** Work request A **
In the SunFun text, print the words beginning with "The aircraft is" and stop after "is 250 hours.".
** Work request B **
Condense the paragraph of the SunFun text that opens "The aircraft is built from aluminium tubing" into a short list that keeps its main facts.

** Source passage **
American ultralight aircraft

The Volmer VJ-24W SunFun is an American high-wing, strut-braced, single-seat, pod-and-boom motor glider and ultralight aircraft that was designed by Volmer Jensen and provided as plans for amateur construction by his company Volmer Aircraft of Glendale, California.

==Design and development==
The SunFun started as a foot-launched glider design, the VJ-24, and was developed into a wheeled undercarriage motor glider, the VJ-24W. The VJ-24 was derived from the earlier Volmer VJ-23 Swingwing and differed from that design by replacing the wooden structure with metal and employing a constant chord, strut-braced wing in place of the VJ-23's cantilever, tapered wing.

The aircraft is built from aluminium tubing covered with aircraft fabric. The 36.5 ft span wing is braced by V-struts, supported by triangular jury struts. The fuselage is built around a keel tube that mounts the cruciform tail at the aft end, the wing and cockpit in the center and the engine at the front. The specified engines are the Yamaha KT100 15 hp go-kart powerplant and the 10 hp McCulloch MAC-101, mounted in tractor configuration on the front of the keel tube, above the aircraft's nose. The landing gear is of conventional configuration, using spoked bicycle wheels for the main gear. Pilot weight is limited to 200 lb.

The take-off and landing distances with the 15 hp engine are both 100 ft.

In 1998 plans cost US$100 and the estimated cost of the materials to build the VJ-24W were US$2400. The estimated construction time is 250 hours.

==Variants==
- VJ-24
Unpowered three axis-controlled hang glider version, foot launched and landed. Glide ratio is 9:1 at 20 mph and minimum sink is 180 fpm.
- VJ-24W
Powered version with wheeled landing gear.

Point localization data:
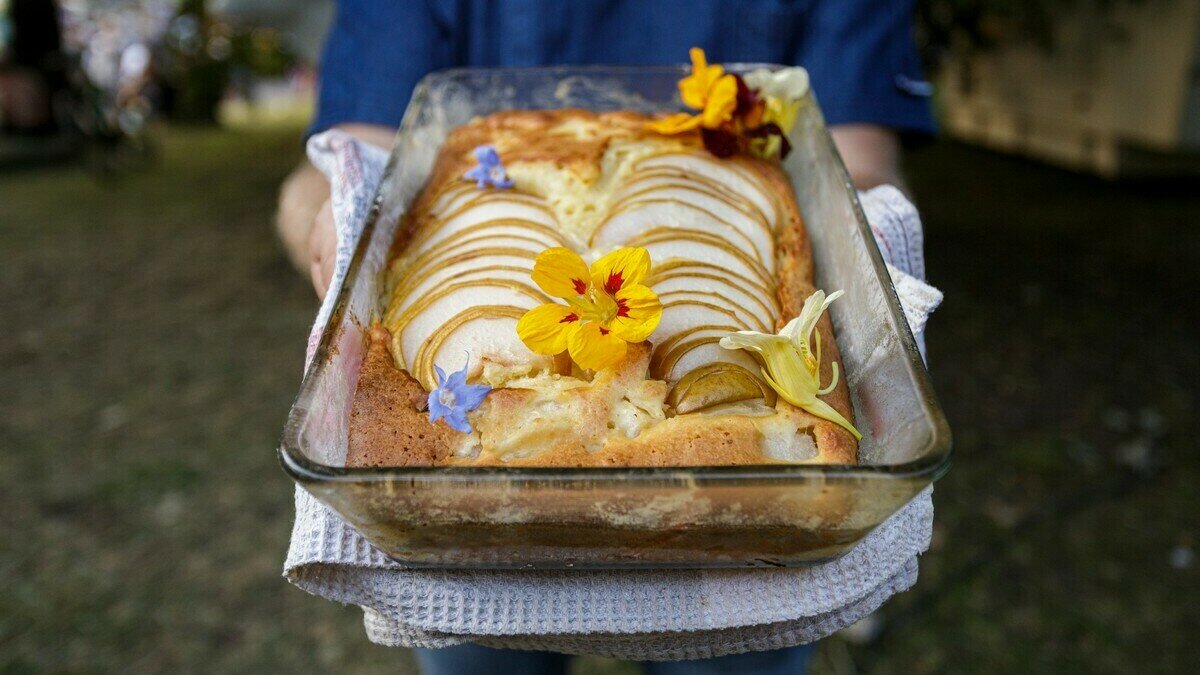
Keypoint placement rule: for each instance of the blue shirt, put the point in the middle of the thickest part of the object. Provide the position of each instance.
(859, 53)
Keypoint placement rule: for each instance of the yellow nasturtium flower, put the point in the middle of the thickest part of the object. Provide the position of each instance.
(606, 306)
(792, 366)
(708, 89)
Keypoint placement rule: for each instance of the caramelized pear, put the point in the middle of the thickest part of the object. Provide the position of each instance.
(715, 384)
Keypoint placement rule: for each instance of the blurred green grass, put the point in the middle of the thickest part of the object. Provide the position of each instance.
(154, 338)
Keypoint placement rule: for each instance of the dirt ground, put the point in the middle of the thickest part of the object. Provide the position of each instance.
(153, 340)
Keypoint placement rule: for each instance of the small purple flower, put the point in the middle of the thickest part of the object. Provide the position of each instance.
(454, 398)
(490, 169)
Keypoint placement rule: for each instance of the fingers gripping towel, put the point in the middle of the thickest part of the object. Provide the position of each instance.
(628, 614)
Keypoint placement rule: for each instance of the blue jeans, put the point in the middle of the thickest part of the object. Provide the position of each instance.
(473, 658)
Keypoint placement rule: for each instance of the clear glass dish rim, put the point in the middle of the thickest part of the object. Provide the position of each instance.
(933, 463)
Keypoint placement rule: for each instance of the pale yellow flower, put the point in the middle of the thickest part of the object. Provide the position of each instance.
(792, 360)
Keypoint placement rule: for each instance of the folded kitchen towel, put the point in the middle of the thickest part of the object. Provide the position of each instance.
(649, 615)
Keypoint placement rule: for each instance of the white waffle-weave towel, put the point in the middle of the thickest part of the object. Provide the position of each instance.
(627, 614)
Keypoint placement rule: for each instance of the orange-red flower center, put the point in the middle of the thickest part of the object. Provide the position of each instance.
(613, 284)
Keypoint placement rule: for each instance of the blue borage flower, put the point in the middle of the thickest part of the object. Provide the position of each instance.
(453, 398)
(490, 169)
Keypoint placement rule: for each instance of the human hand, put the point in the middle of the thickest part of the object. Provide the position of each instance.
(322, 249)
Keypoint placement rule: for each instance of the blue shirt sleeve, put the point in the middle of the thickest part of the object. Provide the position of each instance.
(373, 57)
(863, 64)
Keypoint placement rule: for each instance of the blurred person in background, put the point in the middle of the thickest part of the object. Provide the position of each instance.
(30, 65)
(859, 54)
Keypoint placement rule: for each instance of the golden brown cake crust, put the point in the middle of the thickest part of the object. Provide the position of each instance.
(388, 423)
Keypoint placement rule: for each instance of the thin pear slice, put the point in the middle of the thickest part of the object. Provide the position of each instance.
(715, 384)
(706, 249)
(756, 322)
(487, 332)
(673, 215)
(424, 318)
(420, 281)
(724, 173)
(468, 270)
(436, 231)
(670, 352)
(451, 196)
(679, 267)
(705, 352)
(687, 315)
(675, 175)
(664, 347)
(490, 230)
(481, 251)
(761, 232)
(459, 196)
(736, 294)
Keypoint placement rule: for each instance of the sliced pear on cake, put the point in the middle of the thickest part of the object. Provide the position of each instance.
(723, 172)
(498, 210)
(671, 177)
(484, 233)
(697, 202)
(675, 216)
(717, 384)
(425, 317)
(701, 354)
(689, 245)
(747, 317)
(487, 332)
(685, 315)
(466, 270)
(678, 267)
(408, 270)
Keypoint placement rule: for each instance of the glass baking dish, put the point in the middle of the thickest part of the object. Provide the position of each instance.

** Answer box A **
The aircraft is built from aluminium tubing covered with aircraft fabric. The 36.5 ft span wing is braced by V-struts, supported by triangular jury struts. The fuselage is built around a keel tube that mounts the cruciform tail at the aft end, the wing and cockpit in the center and the engine at the front. The specified engines are the Yamaha KT100 15 hp go-kart powerplant and the 10 hp McCulloch MAC-101, mounted in tractor configuration on the front of the keel tube, above the aircraft's nose. The landing gear is of conventional configuration, using spoked bicycle wheels for the main gear. Pilot weight is limited to 200 lb.

The take-off and landing distances with the 15 hp engine are both 100 ft.

In 1998 plans cost US$100 and the estimated cost of the materials to build the VJ-24W were US$2400. The estimated construction time is 250 hours.

** Answer box B **
- Structure: aluminum tubing covered with aircraft fabric
- Wing: 36.5 ft span, braced by V-struts with triangular jury struts
- Fuselage: a keel tube carrying the cruciform tail at the rear, the wing and cockpit in the center, and the engine at the front
- Engines: Yamaha KT100 15 hp go-kart engine or 10 hp McCulloch MAC-101, in tractor configuration above the nose
- Landing gear: conventional, with spoked bicycle wheels for the main gear
- Pilot weight limit: 200 lb